[Begin Extracted records]
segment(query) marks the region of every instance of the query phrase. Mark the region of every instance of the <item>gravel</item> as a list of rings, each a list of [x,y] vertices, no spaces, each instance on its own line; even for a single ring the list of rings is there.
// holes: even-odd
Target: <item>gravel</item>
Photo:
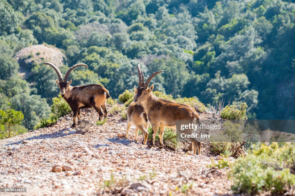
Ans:
[[[183,195],[187,185],[189,195],[232,194],[226,171],[206,171],[215,156],[206,144],[199,156],[181,148],[150,149],[141,144],[142,135],[134,141],[133,125],[124,139],[126,120],[118,115],[97,126],[94,109],[81,114],[81,123],[67,134],[72,114],[51,127],[0,140],[0,187],[26,187],[36,195]]]

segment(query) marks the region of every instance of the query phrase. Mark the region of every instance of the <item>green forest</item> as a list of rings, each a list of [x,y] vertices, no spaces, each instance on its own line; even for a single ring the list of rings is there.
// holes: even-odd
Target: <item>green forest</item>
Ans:
[[[20,130],[48,116],[59,92],[48,66],[33,61],[29,77],[19,73],[18,52],[42,44],[64,55],[63,74],[88,66],[72,72],[72,85],[101,84],[113,98],[137,86],[141,63],[145,76],[165,70],[155,90],[174,97],[245,102],[250,119],[295,118],[294,0],[0,2],[0,109],[22,112]]]

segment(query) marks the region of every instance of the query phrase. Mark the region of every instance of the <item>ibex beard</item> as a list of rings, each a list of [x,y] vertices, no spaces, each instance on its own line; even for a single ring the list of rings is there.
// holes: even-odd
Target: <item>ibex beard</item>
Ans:
[[[196,110],[191,106],[185,104],[174,103],[157,97],[152,93],[154,85],[149,87],[152,79],[156,75],[164,71],[155,72],[151,75],[145,82],[144,77],[140,67],[137,66],[139,81],[137,93],[134,98],[134,102],[142,104],[148,113],[148,119],[153,129],[152,139],[149,147],[155,146],[155,139],[158,130],[159,129],[159,137],[160,140],[159,147],[163,148],[163,134],[165,127],[176,129],[177,120],[200,119]],[[192,142],[194,154],[199,155],[201,143]]]
[[[137,89],[134,87],[134,93],[136,94]],[[140,130],[143,134],[143,139],[142,144],[146,144],[148,136],[148,128],[150,123],[148,121],[148,114],[145,110],[143,106],[140,103],[132,102],[127,109],[127,125],[125,139],[127,139],[128,133],[132,124],[135,125],[135,138],[134,140],[137,142],[137,136],[138,131]]]
[[[86,86],[71,86],[72,80],[68,82],[68,78],[71,72],[79,66],[88,66],[83,63],[78,63],[71,67],[63,79],[61,74],[58,69],[54,64],[48,62],[43,64],[51,67],[56,72],[58,80],[55,81],[60,90],[60,94],[68,104],[73,113],[74,122],[72,127],[74,127],[76,124],[78,116],[79,120],[81,120],[82,109],[94,107],[98,113],[99,119],[101,120],[103,114],[102,108],[104,113],[104,118],[106,121],[107,110],[106,106],[106,99],[110,97],[109,91],[99,84],[89,84]]]

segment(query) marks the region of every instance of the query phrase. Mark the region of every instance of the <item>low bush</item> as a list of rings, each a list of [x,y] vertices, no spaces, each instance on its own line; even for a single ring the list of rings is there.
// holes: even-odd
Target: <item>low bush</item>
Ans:
[[[110,110],[109,113],[110,114],[117,114],[122,112],[122,111],[126,109],[124,106],[120,105],[117,104],[114,105],[111,109]]]
[[[119,95],[118,99],[122,103],[124,103],[133,97],[134,93],[128,90],[125,90],[122,94]]]
[[[50,107],[51,112],[59,117],[66,115],[72,111],[70,106],[60,94],[52,98],[52,104]]]
[[[242,103],[239,109],[236,106],[227,105],[221,111],[221,118],[227,120],[246,119],[246,108],[248,107],[245,103]]]
[[[128,106],[129,106],[129,105],[130,104],[132,103],[132,102],[133,101],[133,100],[134,99],[134,98],[133,98],[133,97],[132,97],[130,99],[129,99],[127,100],[127,101],[125,102],[125,106],[126,107],[128,107]]]
[[[213,152],[225,156],[230,156],[232,155],[230,149],[232,142],[212,142],[211,151]]]
[[[171,102],[175,102],[173,99],[173,96],[171,94],[169,95],[166,95],[160,91],[153,91],[153,94],[156,97],[159,98],[163,99]]]
[[[148,132],[148,139],[151,139],[152,134],[153,133],[153,129],[151,125],[150,125],[149,126]],[[160,141],[159,135],[158,134],[158,130],[155,139],[155,141]],[[165,127],[164,133],[163,134],[163,142],[166,147],[171,150],[175,150],[179,147],[180,144],[176,141],[176,131],[171,129]]]
[[[178,98],[175,99],[175,101],[176,103],[189,105],[198,112],[204,112],[207,109],[203,103],[194,97]]]
[[[249,155],[233,164],[230,177],[237,193],[283,194],[295,186],[295,144],[254,144]]]
[[[14,128],[22,123],[24,115],[20,111],[13,109],[6,109],[5,112],[1,110],[0,119],[0,139],[9,138],[16,135],[17,130]]]
[[[68,104],[60,94],[52,98],[50,109],[51,113],[49,115],[40,119],[34,127],[34,129],[43,128],[47,124],[55,123],[59,118],[69,114],[72,111]]]
[[[102,125],[106,122],[106,119],[104,119],[103,120],[99,120],[96,122],[96,125]]]

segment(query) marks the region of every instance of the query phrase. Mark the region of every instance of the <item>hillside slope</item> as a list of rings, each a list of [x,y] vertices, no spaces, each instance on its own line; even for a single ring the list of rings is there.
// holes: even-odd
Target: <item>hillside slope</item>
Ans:
[[[138,143],[133,140],[134,126],[128,139],[119,137],[124,135],[126,121],[118,115],[97,126],[98,114],[85,110],[75,129],[69,127],[71,115],[52,126],[0,140],[0,187],[26,187],[24,195],[230,192],[226,174],[206,169],[213,155],[206,146],[199,156],[185,155],[181,149],[150,149],[141,144],[142,135]],[[73,169],[52,172],[55,164]]]

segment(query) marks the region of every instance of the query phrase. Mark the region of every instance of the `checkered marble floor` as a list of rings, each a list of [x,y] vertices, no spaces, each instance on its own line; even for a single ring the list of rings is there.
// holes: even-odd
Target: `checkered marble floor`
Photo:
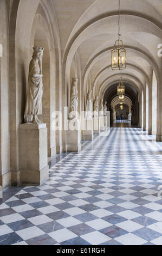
[End Extracted records]
• **Exercise instructions**
State how many lines above contain the word "checkered", with case counting. Reply with the number only.

• **Output of the task**
2